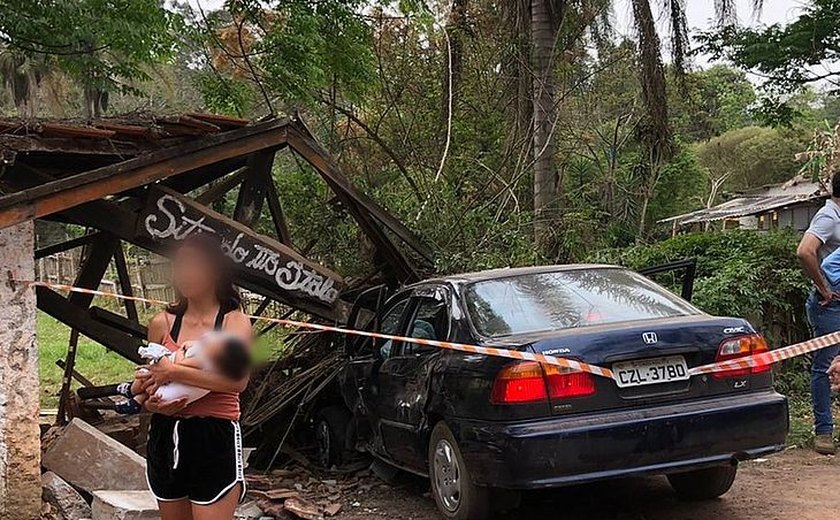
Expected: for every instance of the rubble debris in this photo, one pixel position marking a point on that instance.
(248, 511)
(274, 494)
(61, 495)
(258, 482)
(303, 509)
(332, 509)
(90, 460)
(274, 509)
(124, 505)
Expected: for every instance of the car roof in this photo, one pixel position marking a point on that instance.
(507, 272)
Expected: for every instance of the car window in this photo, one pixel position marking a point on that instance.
(567, 299)
(391, 325)
(430, 321)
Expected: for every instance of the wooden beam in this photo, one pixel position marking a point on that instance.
(277, 216)
(251, 195)
(93, 268)
(78, 318)
(125, 283)
(199, 177)
(69, 244)
(303, 143)
(118, 322)
(275, 269)
(72, 191)
(221, 188)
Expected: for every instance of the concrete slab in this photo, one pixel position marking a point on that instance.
(63, 497)
(92, 461)
(124, 505)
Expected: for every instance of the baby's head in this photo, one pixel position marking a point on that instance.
(228, 353)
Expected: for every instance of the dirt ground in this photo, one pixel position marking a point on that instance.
(797, 484)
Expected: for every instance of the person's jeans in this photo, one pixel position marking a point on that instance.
(824, 319)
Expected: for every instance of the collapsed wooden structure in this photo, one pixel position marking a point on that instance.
(151, 182)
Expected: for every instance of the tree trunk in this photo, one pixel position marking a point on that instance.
(655, 132)
(545, 17)
(457, 29)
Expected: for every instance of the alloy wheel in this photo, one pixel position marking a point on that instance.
(447, 476)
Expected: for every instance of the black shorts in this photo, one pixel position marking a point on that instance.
(197, 459)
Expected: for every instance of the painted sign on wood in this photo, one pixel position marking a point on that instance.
(260, 260)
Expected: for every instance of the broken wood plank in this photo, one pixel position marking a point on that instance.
(67, 245)
(61, 194)
(260, 260)
(249, 201)
(275, 207)
(76, 317)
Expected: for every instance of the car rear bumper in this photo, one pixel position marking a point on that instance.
(663, 439)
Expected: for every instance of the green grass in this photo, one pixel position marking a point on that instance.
(92, 360)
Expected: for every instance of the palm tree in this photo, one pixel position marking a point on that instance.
(546, 19)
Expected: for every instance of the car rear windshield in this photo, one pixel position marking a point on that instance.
(568, 299)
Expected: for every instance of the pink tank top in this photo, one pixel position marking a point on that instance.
(221, 405)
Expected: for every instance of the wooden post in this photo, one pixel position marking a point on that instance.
(69, 368)
(20, 440)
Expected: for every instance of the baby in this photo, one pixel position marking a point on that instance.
(218, 352)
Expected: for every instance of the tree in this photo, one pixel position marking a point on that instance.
(103, 45)
(711, 102)
(786, 56)
(750, 157)
(546, 19)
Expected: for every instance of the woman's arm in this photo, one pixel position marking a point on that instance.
(164, 371)
(157, 330)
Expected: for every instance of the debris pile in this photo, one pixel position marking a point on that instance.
(298, 493)
(284, 394)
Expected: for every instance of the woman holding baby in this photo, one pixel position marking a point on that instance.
(194, 452)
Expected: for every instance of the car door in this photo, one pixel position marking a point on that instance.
(365, 362)
(405, 375)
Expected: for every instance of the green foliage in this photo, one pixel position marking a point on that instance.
(711, 102)
(787, 56)
(99, 43)
(225, 95)
(739, 273)
(752, 156)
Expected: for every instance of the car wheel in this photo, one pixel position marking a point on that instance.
(452, 488)
(703, 484)
(331, 435)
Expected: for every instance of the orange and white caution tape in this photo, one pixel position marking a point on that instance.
(770, 357)
(753, 361)
(461, 347)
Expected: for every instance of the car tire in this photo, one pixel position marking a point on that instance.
(456, 496)
(703, 484)
(331, 425)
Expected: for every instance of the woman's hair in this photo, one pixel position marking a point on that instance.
(211, 247)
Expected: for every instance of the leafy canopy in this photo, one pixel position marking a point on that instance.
(98, 42)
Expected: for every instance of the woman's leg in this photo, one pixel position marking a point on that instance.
(179, 510)
(223, 509)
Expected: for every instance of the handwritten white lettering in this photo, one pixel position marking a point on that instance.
(171, 221)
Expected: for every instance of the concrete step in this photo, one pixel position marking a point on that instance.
(124, 505)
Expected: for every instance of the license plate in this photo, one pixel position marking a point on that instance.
(650, 371)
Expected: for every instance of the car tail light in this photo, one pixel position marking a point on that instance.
(563, 383)
(741, 346)
(527, 382)
(519, 383)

§ **WRITTEN TASK**
Transcribe the records word for word and include no pictures.

§ **WORKED SOLUTION**
Expected: for every instance of the rubble debris in this photo, one pixel position marking a point on that instance.
(248, 511)
(274, 494)
(61, 495)
(258, 482)
(303, 509)
(332, 509)
(90, 460)
(274, 509)
(124, 505)
Expected: for every instance of the car roof in this photo, one pixel position marking a point on that instance.
(507, 272)
Expected: for every instance of the car window in this photo, one pixel position marking a point on that instance.
(567, 299)
(391, 325)
(430, 321)
Expected: for every instance of the wooden beam in this photo, one pixel position marking a point on that instance.
(277, 216)
(251, 195)
(93, 268)
(78, 318)
(125, 283)
(199, 177)
(69, 244)
(303, 143)
(118, 322)
(275, 269)
(72, 191)
(221, 188)
Expected: for every instance of the concrete slab in this photo, one pixel position marking a point on that instance.
(63, 497)
(92, 461)
(124, 505)
Expected: for every instance of the baby's head in this photo, one pixel position marking a point on that instance.
(228, 353)
Expected: for every instance of the dirt ground in this photo, one pixel position marking a point on that instance.
(797, 484)
Expected: for every instance of the person's jeans in this photo, one pixel position marking a point on that instance.
(824, 319)
Expected: for every instance of the collapsed wooden structure in this photo, one pixel position marking a point on that instance.
(151, 182)
Expected: for every instance of the tree trunk in this photo, one pixel position marking a point on that instance.
(655, 132)
(545, 17)
(457, 29)
Expected: for every instance of the alloy wheel in this photo, one pixel position marking a point on that instance.
(447, 476)
Expected: for every instance of the black shorts in this photo, one pixel position marking a point on that instance.
(197, 459)
Expected: for every instance of the painted sign on wood in this photo, one pixel position marking a point on that instance.
(260, 260)
Expected: for every instance of the broken wood plank in this photo, one pixel position marking a point on that instance.
(67, 245)
(61, 194)
(260, 260)
(249, 201)
(275, 207)
(76, 317)
Expected: for every instance of the car rear bumper in this photo, one pixel position marking a point on that instance.
(663, 439)
Expected: for every instance of the green grass in this photo, one pixel position marking a point on that instance.
(92, 360)
Expected: for every instance of the palm tree in this photo, one pixel position marking a point on that instance.
(546, 19)
Expected: for every instance of the car rear windshield in this photo, one pixel position marking a point on that instance.
(568, 299)
Expected: for every instance of the pink tank top in this photo, one pixel position marking a point on that instance.
(221, 405)
Expected: for every instance of the wooden post in this photo, one pixel position marking a point on that instance.
(69, 368)
(20, 440)
Expected: for every instance of the baby in this photo, one pixel position marking a point on that instance.
(218, 352)
Expected: for every instance of the tree in this photo, one pixel position marking a point on that instance.
(103, 45)
(711, 102)
(786, 56)
(750, 157)
(546, 19)
Expected: for every instance of the woman's arm in this photo, one pixel position marking a point on that instance.
(164, 371)
(157, 330)
Expected: for every instance of the debris pile in this photo, one pixel position marking a point on that instance.
(298, 493)
(284, 394)
Expected: for every instance of the woman holding baby in this photo, one pixel position marking a point on that instance.
(194, 452)
Expected: for every instance of the car door in this photo, one pixel position marking a point on that instance.
(365, 362)
(405, 375)
Expected: for every instance of the green foliage in this photo, one pixel position marking a point on that instance.
(711, 102)
(787, 56)
(99, 43)
(225, 95)
(739, 273)
(752, 156)
Expected: for every instance of the car wheel in this photo, one pixel position marking a point on that instance.
(452, 488)
(703, 484)
(331, 435)
Expected: for every instance of the orange and white caution tape in this photo, one pixel position marking a point on that instance.
(770, 357)
(753, 361)
(461, 347)
Expected: for every instance of the car tire in this photo, one pixel position marking a point on that instance.
(456, 496)
(703, 484)
(331, 425)
Expected: for every instance of the woman's hair in this photo, one pixel position marking a point on that instance.
(211, 247)
Expected: for every instance of the leafy canopy in this photo, one pixel position marking a point on that instance.
(98, 42)
Expected: for every instance of the woman's leg in this photo, one pixel position marking a point on that instance.
(179, 510)
(223, 509)
Expected: for every instance of the handwritten white lettering in this photo, one pixel position marking a point on that instance.
(171, 221)
Expected: for every instance of the concrete step in this photo, one pixel position marking a point on that instance.
(124, 505)
Expected: for every instance of the license plate in this photo, one pixel position marking a point on that instance.
(650, 371)
Expected: for every instance of the car tail light in this photo, one pixel position marking a point on that instance.
(563, 383)
(741, 346)
(527, 382)
(519, 383)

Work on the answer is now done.